▶ [DESCRIPTION OF THE TASK]
List every line in the listing below that contains the string "yellow", treating uppercase and lowercase as different.

━━━━━ RECORDS FOR THE TASK

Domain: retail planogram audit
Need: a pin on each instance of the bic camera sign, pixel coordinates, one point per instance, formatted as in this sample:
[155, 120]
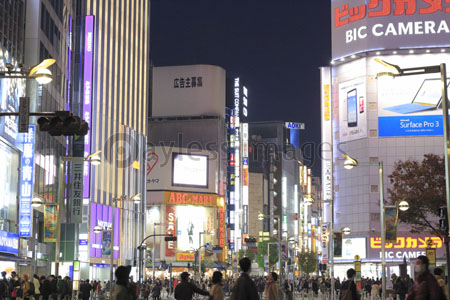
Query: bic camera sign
[363, 25]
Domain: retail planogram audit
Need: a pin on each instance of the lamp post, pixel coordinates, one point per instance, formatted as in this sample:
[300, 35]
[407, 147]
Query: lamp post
[261, 217]
[97, 229]
[40, 72]
[200, 251]
[442, 70]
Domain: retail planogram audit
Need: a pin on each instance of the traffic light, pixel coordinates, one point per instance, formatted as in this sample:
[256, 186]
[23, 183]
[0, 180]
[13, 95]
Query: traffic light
[63, 123]
[443, 218]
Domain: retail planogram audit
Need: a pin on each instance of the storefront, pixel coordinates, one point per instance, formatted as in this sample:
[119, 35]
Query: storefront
[197, 220]
[407, 248]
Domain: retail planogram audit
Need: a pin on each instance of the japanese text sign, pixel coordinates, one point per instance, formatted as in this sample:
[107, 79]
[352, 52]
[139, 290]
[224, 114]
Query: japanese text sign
[363, 25]
[26, 182]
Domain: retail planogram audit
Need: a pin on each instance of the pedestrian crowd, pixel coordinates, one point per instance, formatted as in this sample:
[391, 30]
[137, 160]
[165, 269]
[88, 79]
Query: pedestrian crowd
[425, 286]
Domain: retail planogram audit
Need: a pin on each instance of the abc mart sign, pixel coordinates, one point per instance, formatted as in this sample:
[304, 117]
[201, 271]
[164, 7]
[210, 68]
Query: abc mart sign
[367, 25]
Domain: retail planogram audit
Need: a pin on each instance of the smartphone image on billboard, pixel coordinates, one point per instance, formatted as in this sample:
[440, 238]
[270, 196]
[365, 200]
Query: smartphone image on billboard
[352, 108]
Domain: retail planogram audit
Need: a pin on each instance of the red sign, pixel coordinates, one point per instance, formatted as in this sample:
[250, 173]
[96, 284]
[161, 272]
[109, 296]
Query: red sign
[170, 229]
[190, 199]
[383, 8]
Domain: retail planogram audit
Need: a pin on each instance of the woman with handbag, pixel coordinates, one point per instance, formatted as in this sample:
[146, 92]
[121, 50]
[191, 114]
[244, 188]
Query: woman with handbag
[217, 292]
[272, 287]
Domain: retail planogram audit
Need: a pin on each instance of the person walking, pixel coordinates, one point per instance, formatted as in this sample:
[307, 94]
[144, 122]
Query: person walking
[348, 288]
[217, 292]
[120, 291]
[245, 288]
[271, 290]
[185, 290]
[426, 285]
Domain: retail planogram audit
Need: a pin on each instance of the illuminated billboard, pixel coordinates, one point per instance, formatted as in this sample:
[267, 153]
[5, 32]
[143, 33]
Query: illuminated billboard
[411, 105]
[352, 110]
[191, 220]
[367, 25]
[352, 247]
[190, 170]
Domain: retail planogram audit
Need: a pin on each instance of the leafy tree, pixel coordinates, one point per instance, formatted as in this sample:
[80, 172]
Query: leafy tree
[422, 184]
[262, 252]
[307, 262]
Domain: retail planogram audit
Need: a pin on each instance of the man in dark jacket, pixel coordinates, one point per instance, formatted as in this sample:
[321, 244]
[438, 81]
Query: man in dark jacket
[245, 288]
[349, 287]
[426, 285]
[185, 290]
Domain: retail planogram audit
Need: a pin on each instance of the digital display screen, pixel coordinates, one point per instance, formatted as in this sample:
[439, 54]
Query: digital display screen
[352, 107]
[190, 170]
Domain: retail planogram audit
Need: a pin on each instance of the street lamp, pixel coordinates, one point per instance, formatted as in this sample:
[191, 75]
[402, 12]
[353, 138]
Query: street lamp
[349, 164]
[212, 233]
[261, 217]
[40, 72]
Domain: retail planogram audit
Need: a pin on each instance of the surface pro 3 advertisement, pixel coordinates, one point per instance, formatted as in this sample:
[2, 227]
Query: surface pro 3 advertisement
[410, 106]
[352, 109]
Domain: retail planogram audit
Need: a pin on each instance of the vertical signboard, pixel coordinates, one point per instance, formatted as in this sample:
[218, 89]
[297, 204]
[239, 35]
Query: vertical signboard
[170, 230]
[87, 96]
[50, 223]
[324, 243]
[77, 191]
[327, 142]
[26, 182]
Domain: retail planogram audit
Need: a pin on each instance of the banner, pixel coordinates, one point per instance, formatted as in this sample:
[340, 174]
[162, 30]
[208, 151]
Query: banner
[106, 244]
[337, 244]
[26, 182]
[171, 222]
[50, 223]
[391, 220]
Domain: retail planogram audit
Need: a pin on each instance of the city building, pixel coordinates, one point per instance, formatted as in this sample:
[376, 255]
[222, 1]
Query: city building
[187, 169]
[362, 117]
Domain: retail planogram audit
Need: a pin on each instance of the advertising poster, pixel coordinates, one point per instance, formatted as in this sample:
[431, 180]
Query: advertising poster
[352, 110]
[391, 224]
[171, 223]
[191, 220]
[106, 244]
[50, 223]
[410, 106]
[352, 247]
[337, 244]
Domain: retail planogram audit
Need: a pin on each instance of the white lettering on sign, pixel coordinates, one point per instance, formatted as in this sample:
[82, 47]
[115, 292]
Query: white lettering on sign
[398, 29]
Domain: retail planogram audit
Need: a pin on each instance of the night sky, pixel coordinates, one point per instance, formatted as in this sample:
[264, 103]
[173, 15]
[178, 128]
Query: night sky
[276, 46]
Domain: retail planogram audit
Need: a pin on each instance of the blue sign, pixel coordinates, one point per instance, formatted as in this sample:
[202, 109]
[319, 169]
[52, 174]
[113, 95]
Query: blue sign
[9, 243]
[410, 126]
[26, 182]
[292, 125]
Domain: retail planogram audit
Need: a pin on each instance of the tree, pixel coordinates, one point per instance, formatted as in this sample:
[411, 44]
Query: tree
[422, 184]
[307, 261]
[262, 252]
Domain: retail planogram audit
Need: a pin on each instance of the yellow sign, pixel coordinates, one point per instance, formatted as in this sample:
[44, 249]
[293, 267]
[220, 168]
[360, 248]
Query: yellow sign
[181, 198]
[431, 255]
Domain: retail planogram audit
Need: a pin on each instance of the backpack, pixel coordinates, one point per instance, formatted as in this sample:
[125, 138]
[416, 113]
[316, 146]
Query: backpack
[32, 289]
[347, 294]
[441, 294]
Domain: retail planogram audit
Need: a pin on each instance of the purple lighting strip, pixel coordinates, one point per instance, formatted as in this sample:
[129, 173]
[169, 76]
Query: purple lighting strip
[87, 97]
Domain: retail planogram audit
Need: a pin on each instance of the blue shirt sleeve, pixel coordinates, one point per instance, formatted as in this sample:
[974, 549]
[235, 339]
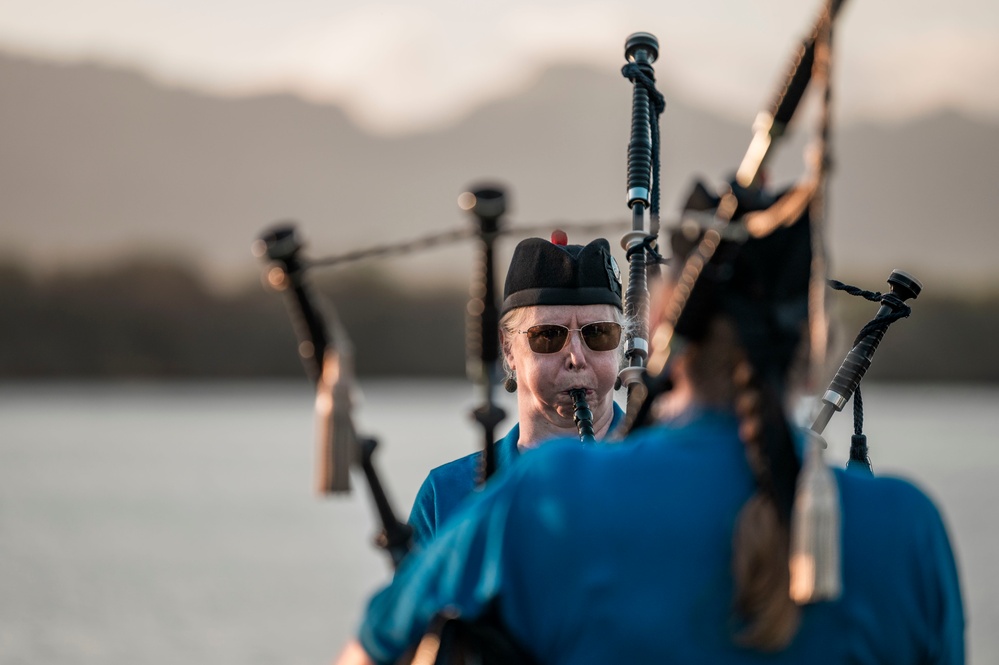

━━━━━━━━━━

▶ [RESULT OF THIS EXERCISE]
Need: a pin on each instance of the yellow sign, pixel coordinates, one point per instance, formatted as in this sample:
Query: yellow sign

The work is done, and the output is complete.